**WORK TO COMPLETE**
Decide whether each statement below agrees with the ARC video tutorials page, answering yes or no and quoting the exact words of the page that decide it. 1. The videos can be watched without a VT Login. 2. A table of contents in each video opens from a button at the top left. 3. The sequence on the fundamentals of ARC usage runs longer than an hour.

**READING PASSAGE**
==*==

Video Tutorials

ARC provides a number of video tutorials on our channel on video.vt.edu. In particular, the following sequence walks a user through the fundamentals of ARC usage in less than an hour:

Accessing Software

The following videos will walk the user through accessing software that ARC has installed or through setting up your own packages:

Note that these videos require a VT Login to access. Also, each video has a table of contents that can be used to skip between sections; this can be accessed by clicking the “hamburger” (three horizontal bars) button at the top left of the video.

We are actively updating this page.

We try to make very few assumptions about the experience of the user so that videos are of value to novices and those with experience. All users of all types are welcome on ARC resources and are encouraged to use them.

We try to keep things modular so that you can pin-point the video(s) that are useful to you.

General Overview

These videos provides a general overview of use of ARC systems.

Overview of ARC systems.
- Overview of ARC systems and jobs
How to get help with and how to learn about ARC resources.

==*==

**MATERIAL PROVIDED**
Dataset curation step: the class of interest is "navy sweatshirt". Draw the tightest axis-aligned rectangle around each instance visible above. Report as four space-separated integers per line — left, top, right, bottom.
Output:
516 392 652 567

==*==

**RESPONSE**
1. No: "Note that these videos require a VT Login to access."
2. Yes: "this can be accessed by clicking the “hamburger” (three horizontal bars) button at the top left of the video."
3. No: "walks a user through the fundamentals of ARC usage in less than an hour"